TASK OBJECTIVE> Take the listing below and print exactly the lines starting at the line containing "Would you be so kind as to locate the black leather" and ending at the line containing "Would you be so kind as to locate the green leaf", both ends included, and no others.

--- START ---

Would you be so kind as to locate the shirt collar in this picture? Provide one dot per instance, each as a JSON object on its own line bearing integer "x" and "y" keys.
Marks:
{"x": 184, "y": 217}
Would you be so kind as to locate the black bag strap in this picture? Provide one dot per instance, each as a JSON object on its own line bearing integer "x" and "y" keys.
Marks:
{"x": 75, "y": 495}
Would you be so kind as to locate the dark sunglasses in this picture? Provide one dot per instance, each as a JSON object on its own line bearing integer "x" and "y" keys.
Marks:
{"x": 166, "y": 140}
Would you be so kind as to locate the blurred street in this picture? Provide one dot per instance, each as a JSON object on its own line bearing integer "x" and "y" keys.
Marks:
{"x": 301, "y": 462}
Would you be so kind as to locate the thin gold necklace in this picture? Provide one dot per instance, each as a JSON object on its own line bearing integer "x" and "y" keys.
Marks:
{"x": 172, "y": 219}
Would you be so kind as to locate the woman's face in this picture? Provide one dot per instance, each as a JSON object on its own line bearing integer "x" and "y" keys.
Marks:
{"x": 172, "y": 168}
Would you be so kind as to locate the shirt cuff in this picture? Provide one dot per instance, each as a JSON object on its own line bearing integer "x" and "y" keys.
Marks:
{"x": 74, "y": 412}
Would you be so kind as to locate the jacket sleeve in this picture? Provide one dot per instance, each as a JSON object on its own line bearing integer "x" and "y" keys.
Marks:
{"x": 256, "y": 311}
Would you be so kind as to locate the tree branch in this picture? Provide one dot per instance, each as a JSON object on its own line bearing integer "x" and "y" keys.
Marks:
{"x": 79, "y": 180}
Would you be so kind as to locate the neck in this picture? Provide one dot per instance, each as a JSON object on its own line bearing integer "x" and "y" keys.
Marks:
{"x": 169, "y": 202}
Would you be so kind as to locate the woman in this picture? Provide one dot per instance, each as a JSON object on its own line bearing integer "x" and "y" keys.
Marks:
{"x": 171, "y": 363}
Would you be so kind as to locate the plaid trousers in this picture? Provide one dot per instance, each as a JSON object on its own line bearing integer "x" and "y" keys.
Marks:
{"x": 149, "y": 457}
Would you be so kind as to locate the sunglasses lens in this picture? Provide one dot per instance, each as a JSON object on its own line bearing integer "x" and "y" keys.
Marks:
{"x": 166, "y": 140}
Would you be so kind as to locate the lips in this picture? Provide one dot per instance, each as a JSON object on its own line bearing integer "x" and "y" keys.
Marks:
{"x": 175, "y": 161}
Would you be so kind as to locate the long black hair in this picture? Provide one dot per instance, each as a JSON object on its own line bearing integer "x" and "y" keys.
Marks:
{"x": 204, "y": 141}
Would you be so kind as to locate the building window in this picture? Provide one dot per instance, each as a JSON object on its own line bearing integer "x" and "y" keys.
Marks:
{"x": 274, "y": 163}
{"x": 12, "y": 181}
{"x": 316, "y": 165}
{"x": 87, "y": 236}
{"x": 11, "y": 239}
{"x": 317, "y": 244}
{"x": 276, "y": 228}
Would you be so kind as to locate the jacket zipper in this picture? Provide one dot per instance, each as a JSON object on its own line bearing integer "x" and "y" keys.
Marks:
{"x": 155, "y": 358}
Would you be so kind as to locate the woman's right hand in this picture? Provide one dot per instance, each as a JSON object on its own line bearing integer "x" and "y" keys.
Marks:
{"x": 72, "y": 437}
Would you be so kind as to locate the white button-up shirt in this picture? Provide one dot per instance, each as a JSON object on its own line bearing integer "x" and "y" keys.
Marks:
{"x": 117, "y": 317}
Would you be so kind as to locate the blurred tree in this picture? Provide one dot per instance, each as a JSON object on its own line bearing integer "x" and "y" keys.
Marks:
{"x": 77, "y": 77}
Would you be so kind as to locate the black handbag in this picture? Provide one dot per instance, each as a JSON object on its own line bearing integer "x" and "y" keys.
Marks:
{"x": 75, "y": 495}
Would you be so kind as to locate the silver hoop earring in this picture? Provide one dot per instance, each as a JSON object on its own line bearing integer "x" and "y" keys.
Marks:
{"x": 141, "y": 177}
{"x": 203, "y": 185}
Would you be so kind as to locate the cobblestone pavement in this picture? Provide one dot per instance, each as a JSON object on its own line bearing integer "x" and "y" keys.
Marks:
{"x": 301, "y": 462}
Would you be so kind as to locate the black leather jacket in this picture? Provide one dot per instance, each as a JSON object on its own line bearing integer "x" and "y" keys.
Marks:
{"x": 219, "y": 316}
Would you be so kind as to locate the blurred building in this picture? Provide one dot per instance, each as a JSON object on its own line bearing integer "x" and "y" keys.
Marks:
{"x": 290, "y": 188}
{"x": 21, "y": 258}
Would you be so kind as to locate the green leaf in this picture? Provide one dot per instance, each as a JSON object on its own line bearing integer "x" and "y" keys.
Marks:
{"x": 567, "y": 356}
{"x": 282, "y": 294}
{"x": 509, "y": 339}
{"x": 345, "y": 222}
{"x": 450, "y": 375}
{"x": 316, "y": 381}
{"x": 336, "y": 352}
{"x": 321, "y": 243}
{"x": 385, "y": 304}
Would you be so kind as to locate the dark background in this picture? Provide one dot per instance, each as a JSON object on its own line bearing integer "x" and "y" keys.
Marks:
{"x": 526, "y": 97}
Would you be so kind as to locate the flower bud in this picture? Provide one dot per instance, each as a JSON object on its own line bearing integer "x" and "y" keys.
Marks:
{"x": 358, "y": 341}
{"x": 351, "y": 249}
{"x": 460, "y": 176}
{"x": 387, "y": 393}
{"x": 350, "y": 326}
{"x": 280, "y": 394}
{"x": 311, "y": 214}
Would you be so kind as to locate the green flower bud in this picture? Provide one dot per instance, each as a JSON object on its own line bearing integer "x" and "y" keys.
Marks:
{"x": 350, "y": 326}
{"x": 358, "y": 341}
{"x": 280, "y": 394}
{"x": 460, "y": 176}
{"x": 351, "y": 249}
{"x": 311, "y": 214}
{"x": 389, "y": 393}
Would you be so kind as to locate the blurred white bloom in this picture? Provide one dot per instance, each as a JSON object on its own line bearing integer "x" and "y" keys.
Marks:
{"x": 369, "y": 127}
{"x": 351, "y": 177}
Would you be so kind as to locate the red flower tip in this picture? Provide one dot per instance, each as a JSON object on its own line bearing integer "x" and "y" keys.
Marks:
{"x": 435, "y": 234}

--- END ---

RESPONSE TO THE TASK>
Would you be so kind as to locate the black leather jacket in this picture? Provide one dot per instance, each as a JSON object on its own line bearing integer "x" and "y" keys.
Marks:
{"x": 219, "y": 316}
Would you be so kind as to locate the blurred building in this picture? Provide one dot per instance, each as a JSON object on its own line bearing integer "x" and "y" keys.
Marks:
{"x": 290, "y": 188}
{"x": 21, "y": 258}
Would you be so kind as to locate the green leaf in this picture? Provide one dot per instance, each as a JSON object on its own line bearing integer "x" and "y" keys.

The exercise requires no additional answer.